*WHAT IS BEING ASKED*:
According to the text on the Sharpe Ratio, what Sharpe ratios do individual asset classes usually have over the long run?

*TEXT*:
# Sharpe Ratio

Today’s post is about the Sharpe Ratio, which compares the returns from an investment to their volatility / variability.

Contents

###### Sharpe Ratio

The Sharpe Ratio (SR) is a measure of return per unit risk (or rather, volatility), named after the Stanford professor (and Nobel laureate) William F. Sharpe who invented it in 1966.

- It measures the compensation (return) than you get for taking on an additional unit of risk (volatility) above the risk-free asset.

The formula is:

SR = ( Rp – Rf ) / σp

Here, Rp is the return from a portfolio and Rf is the risk-free rate (usually on short-dated government bonds / bills).

- Rp – Rf is known as the risk premium.
- σp (sigma p) is the standard deviation of the portfolio, a measure of the volatility of returns.

If two portfolios have the same expected (or historical) returns, then the one with the lower SR is the better choice.

- The same applies in reverse – within two portfolios with the same SR, the one with the higher returns is (obviously) the better.

Note that this is not the same as saying that investors should maximise their SR.

- The primary purpose of investment is to achieve a required return.

For example, I need to target my SWR plus inflation, which over the long-run is approximately 3.25% + 2.5% = 5.75% pa.

- Portfolios returning less than 5.75% pa (gross / nominal) will not meet my needs.

Investors should instead maximise SR for a given target Rp.

###### Common values

A positive SR means that returns are above the risk free rate, whereas a negative SR means that returns are below the risk-free rate.

An SR value between 0 and 1 means that the excess returns come with a lot of excess risk (volatility), compared to a short-term bond.

An SR above 1 means that the excess returns come with less excess risk than expected.

The Sharpe ratios of individual asset classes are usually around 0.2 to 0.3 (over the long-run).

###### Predictive use

Some studies have found predictive value in historic SRs (of hedge funds, for example).

- The implication is that investors should avoid funds with low Sharpe Ratios as these are likely to underperform in the future.

*INFORMATION SUPPLIED*:

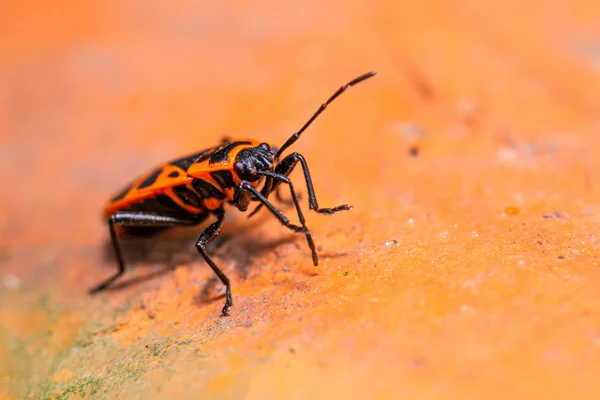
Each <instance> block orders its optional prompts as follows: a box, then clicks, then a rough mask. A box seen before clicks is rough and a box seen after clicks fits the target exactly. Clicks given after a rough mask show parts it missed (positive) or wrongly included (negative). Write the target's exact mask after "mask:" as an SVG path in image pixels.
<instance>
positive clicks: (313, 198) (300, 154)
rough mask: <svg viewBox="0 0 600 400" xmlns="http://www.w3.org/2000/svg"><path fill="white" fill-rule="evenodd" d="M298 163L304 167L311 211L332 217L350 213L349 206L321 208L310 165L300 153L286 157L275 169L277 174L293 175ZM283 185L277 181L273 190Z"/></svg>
mask: <svg viewBox="0 0 600 400" xmlns="http://www.w3.org/2000/svg"><path fill="white" fill-rule="evenodd" d="M298 162H300V165H301V166H302V172H303V173H304V179H305V181H306V188H307V190H308V208H309V209H311V210H313V211H316V212H318V213H319V214H326V215H332V214H335V213H336V212H338V211H348V210H350V209H351V208H352V206H349V205H347V204H342V205H339V206H337V207H332V208H319V203H318V202H317V197H316V195H315V189H314V187H313V183H312V179H311V177H310V171H309V170H308V165H307V164H306V160H305V159H304V157H303V156H302V155H301V154H300V153H292V154H290V155H288V156H286V157H285V158H284V159H283V160H281V162H280V163H279V165H277V167H276V168H275V173H277V174H281V175H284V176H289V175H290V174H291V173H292V171H293V170H294V168H295V167H296V164H297V163H298ZM281 183H282V181H281V180H276V181H275V183H274V185H273V188H274V189H276V188H277V186H279V184H281Z"/></svg>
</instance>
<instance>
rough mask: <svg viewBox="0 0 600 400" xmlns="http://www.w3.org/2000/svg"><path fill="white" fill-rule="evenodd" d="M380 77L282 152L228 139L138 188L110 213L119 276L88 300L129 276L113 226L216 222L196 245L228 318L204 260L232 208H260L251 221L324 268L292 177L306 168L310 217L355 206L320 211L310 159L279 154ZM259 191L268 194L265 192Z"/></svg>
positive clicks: (137, 181)
mask: <svg viewBox="0 0 600 400" xmlns="http://www.w3.org/2000/svg"><path fill="white" fill-rule="evenodd" d="M375 74H376V72H368V73H366V74H363V75H361V76H359V77H357V78H355V79H353V80H351V81H350V82H348V83H346V84H345V85H343V86H341V87H340V88H339V89H338V90H337V91H336V92H335V93H333V95H331V97H329V99H328V100H327V101H326V102H325V103H323V104H322V105H321V106H320V107H319V108H318V109H317V111H316V112H315V113H314V114H313V115H312V117H310V118H309V120H308V121H307V122H306V123H305V124H304V125H303V126H302V128H300V130H299V131H298V132H296V133H294V134H293V135H292V136H290V138H289V139H288V140H287V141H286V142H285V143H284V144H283V145H282V146H281V147H279V148H276V147H271V146H269V145H268V144H267V143H264V142H260V141H257V140H254V139H224V140H223V141H222V143H221V144H219V145H218V146H216V147H211V148H209V149H205V150H202V151H200V152H197V153H194V154H191V155H188V156H186V157H182V158H179V159H177V160H173V161H171V162H169V163H166V164H163V165H161V166H159V167H157V168H155V169H154V170H152V171H150V172H149V173H147V174H145V175H142V176H141V177H139V178H138V179H137V180H135V181H133V183H131V184H130V185H129V186H127V187H126V188H124V189H123V190H122V191H121V192H119V194H117V195H116V196H115V197H114V198H112V199H111V200H110V202H109V203H108V205H107V206H106V207H105V209H104V216H105V217H106V219H107V221H108V229H109V232H110V238H111V242H112V246H113V249H114V253H115V256H116V260H117V266H118V271H117V272H116V273H115V274H114V275H113V276H111V277H110V278H108V279H106V280H105V281H103V282H101V283H100V284H98V285H97V286H95V287H93V288H92V289H90V293H97V292H100V291H102V290H104V289H106V288H107V287H109V286H110V285H111V284H112V283H113V282H115V281H116V280H117V279H118V278H119V277H120V276H121V275H123V274H124V273H125V262H124V260H123V256H122V254H121V248H120V245H119V242H118V240H117V236H118V233H119V232H118V231H117V229H116V228H115V227H117V226H118V227H119V228H120V230H122V231H124V232H128V233H131V234H140V233H152V232H156V231H160V230H163V229H166V228H171V227H176V226H192V225H197V224H199V223H201V222H203V221H204V220H205V219H206V218H208V217H209V216H211V215H212V216H214V217H216V219H217V220H216V222H213V223H212V224H210V225H209V226H208V227H207V228H206V229H204V231H203V232H202V234H201V235H200V237H199V238H198V241H197V242H196V248H197V249H198V252H199V253H200V255H201V256H202V257H203V258H204V260H205V261H206V263H207V264H208V265H209V266H210V267H211V268H212V270H213V271H214V272H215V274H216V275H217V277H218V278H219V279H220V281H221V282H222V283H223V285H225V289H226V292H225V305H224V306H223V310H222V316H227V315H229V308H230V307H231V306H232V304H233V301H232V299H231V284H230V282H229V278H228V277H227V276H226V275H225V274H224V273H223V271H221V269H220V268H219V267H218V266H217V264H216V263H215V262H214V261H213V259H212V258H211V257H210V256H209V255H208V254H207V253H206V246H207V245H208V244H209V243H210V241H211V240H212V239H214V238H215V237H216V236H217V235H218V234H219V231H220V229H221V227H222V226H223V219H224V208H223V206H224V205H225V203H229V204H232V205H233V206H235V207H236V208H238V209H239V210H240V211H246V210H247V209H248V207H249V205H250V203H252V202H258V204H257V206H256V208H255V209H254V210H253V211H252V212H251V213H250V215H249V216H252V215H254V214H255V213H256V212H257V211H258V210H259V209H260V208H261V207H263V206H264V207H266V208H267V209H268V210H269V211H270V212H271V213H272V214H273V215H274V216H275V218H277V219H278V220H279V222H281V223H282V224H283V225H284V226H285V227H287V228H288V229H290V230H291V231H292V232H296V233H300V234H303V235H304V236H305V237H306V241H307V243H308V247H309V248H310V251H311V253H312V259H313V264H314V265H315V266H316V265H318V262H319V259H318V256H317V251H316V249H315V243H314V241H313V239H312V236H311V234H310V231H309V230H308V228H307V227H306V222H305V219H304V215H303V214H302V210H301V208H300V203H299V201H298V195H297V194H296V191H295V189H294V185H293V183H292V181H291V180H290V179H289V178H288V176H289V175H290V173H291V172H292V171H293V169H294V168H295V167H296V165H297V164H298V163H300V165H301V167H302V171H303V172H304V178H305V180H306V186H307V191H308V206H309V209H310V210H313V211H315V212H317V213H319V214H326V215H332V214H334V213H337V212H339V211H347V210H350V209H351V208H352V207H351V206H348V205H347V204H342V205H339V206H337V207H333V208H320V207H319V204H318V202H317V198H316V196H315V190H314V188H313V184H312V178H311V176H310V172H309V170H308V164H307V163H306V160H305V159H304V157H303V156H302V155H301V154H299V153H295V152H294V153H291V154H289V155H287V156H285V157H283V158H281V155H282V154H283V152H284V151H285V150H287V149H288V148H289V147H290V146H291V145H292V144H294V143H295V142H296V140H298V139H299V138H300V135H302V133H303V132H304V131H305V130H306V128H308V127H309V126H310V125H311V124H312V123H313V121H314V120H315V119H316V118H317V117H318V116H319V115H320V114H321V113H322V112H323V111H324V110H325V109H326V108H327V106H328V105H329V104H330V103H331V102H332V101H334V100H335V99H336V98H337V97H338V96H340V95H341V94H342V93H344V92H345V91H346V90H347V89H348V88H349V87H351V86H353V85H356V84H357V83H359V82H362V81H364V80H366V79H368V78H370V77H372V76H374V75H375ZM260 184H262V188H261V189H260V190H259V189H258V188H259V186H260ZM280 185H287V187H288V188H289V191H290V194H291V199H292V203H293V205H294V207H295V209H296V212H297V214H298V220H299V221H300V225H294V224H292V223H290V221H289V219H288V218H287V217H286V216H285V215H283V214H282V213H281V212H280V211H279V210H278V209H277V208H276V207H275V206H274V205H273V204H272V203H271V202H270V201H269V195H270V194H271V193H273V192H274V191H275V192H276V195H277V197H278V198H279V199H281V198H280V196H279V189H280Z"/></svg>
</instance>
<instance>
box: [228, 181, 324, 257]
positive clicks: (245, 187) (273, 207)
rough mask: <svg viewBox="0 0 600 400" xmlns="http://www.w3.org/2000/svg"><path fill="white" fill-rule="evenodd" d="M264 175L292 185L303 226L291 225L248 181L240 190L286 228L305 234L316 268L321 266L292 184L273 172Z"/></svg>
mask: <svg viewBox="0 0 600 400" xmlns="http://www.w3.org/2000/svg"><path fill="white" fill-rule="evenodd" d="M262 174H263V175H266V176H267V177H269V176H270V177H273V178H276V179H284V180H287V182H286V183H288V184H289V185H290V192H291V194H292V200H293V202H294V205H295V206H296V211H297V212H298V219H299V220H300V224H302V226H297V225H294V224H292V223H290V220H289V219H288V218H287V217H286V216H285V215H283V214H282V213H281V211H279V210H278V209H277V208H275V206H274V205H273V204H272V203H271V202H270V201H269V200H268V199H267V198H266V197H265V196H263V195H262V193H260V192H259V191H258V190H256V188H254V187H253V186H252V185H250V183H248V182H246V181H242V182H241V183H240V186H239V187H240V189H244V190H248V191H249V192H251V193H252V194H253V195H254V196H255V197H256V199H257V200H258V201H260V202H261V204H264V205H265V206H266V207H267V208H268V209H269V211H271V213H272V214H273V215H274V216H275V217H276V218H277V219H278V220H279V222H281V223H282V224H283V225H284V226H285V227H286V228H288V229H289V230H291V231H292V232H302V233H304V235H305V236H306V241H307V242H308V247H310V251H311V253H312V258H313V264H314V265H315V266H316V265H319V258H318V256H317V250H316V248H315V242H314V241H313V239H312V236H311V234H310V231H309V230H308V228H307V227H306V225H305V220H304V215H303V214H302V210H301V209H300V204H299V203H298V196H297V195H296V192H295V191H294V187H293V185H292V182H291V181H290V180H289V179H288V178H287V177H285V176H280V175H278V174H274V173H272V172H267V171H263V172H262Z"/></svg>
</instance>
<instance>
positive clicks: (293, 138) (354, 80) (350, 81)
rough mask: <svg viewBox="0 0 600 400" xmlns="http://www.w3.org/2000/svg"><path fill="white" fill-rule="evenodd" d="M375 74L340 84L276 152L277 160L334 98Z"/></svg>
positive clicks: (371, 74) (322, 111)
mask: <svg viewBox="0 0 600 400" xmlns="http://www.w3.org/2000/svg"><path fill="white" fill-rule="evenodd" d="M375 74H377V72H375V71H371V72H367V73H366V74H363V75H361V76H359V77H358V78H354V79H353V80H351V81H350V82H348V83H346V84H345V85H343V86H340V88H339V89H338V90H337V91H336V92H335V93H334V94H332V95H331V97H330V98H329V99H328V100H327V101H326V102H325V103H323V104H321V106H320V107H319V108H318V109H317V111H316V112H315V113H314V114H313V116H312V117H310V119H309V120H308V121H306V123H305V124H304V126H303V127H302V128H300V130H299V131H298V132H296V133H294V134H293V135H292V136H290V138H289V139H288V140H287V141H286V142H285V143H284V144H283V146H281V147H280V148H279V150H278V151H277V153H275V159H276V160H277V159H279V157H280V156H281V154H282V153H283V152H284V151H285V150H286V149H287V148H288V147H290V146H291V145H292V144H294V142H295V141H296V140H298V139H299V138H300V135H302V132H304V131H305V130H306V128H308V127H309V126H310V124H312V123H313V121H314V120H315V119H317V117H318V116H319V114H321V113H322V112H323V111H324V110H325V109H326V108H327V106H328V105H329V104H330V103H331V102H332V101H333V100H335V99H336V98H337V97H338V96H339V95H341V94H342V93H344V92H345V91H346V89H348V88H349V87H350V86H354V85H356V84H357V83H360V82H362V81H364V80H365V79H369V78H370V77H372V76H374V75H375Z"/></svg>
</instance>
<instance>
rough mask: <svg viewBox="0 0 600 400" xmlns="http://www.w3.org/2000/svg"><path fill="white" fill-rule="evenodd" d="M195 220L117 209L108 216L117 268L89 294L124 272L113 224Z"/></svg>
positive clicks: (160, 223) (120, 255) (138, 226)
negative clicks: (120, 210)
mask: <svg viewBox="0 0 600 400" xmlns="http://www.w3.org/2000/svg"><path fill="white" fill-rule="evenodd" d="M196 223H197V222H196V221H194V220H187V219H181V218H174V217H169V216H164V215H157V214H149V213H142V212H126V211H119V212H116V213H114V214H112V215H111V216H110V218H109V219H108V230H109V232H110V240H111V243H112V246H113V250H114V252H115V257H116V258H117V264H118V267H119V270H118V271H117V273H115V274H114V275H113V276H111V277H110V278H108V279H106V280H105V281H103V282H102V283H100V284H98V285H96V286H94V287H93V288H91V289H90V290H89V293H90V294H94V293H98V292H100V291H102V290H104V289H106V288H107V287H109V286H110V285H111V284H112V283H113V282H114V281H116V280H117V279H118V278H119V277H120V276H121V275H123V274H124V273H125V262H124V261H123V255H122V254H121V247H120V246H119V242H118V240H117V232H116V230H115V225H119V226H123V227H152V228H161V227H171V226H176V225H187V226H190V225H195V224H196Z"/></svg>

*REPLY TO THE TASK*:
Around 0.2 to 0.3.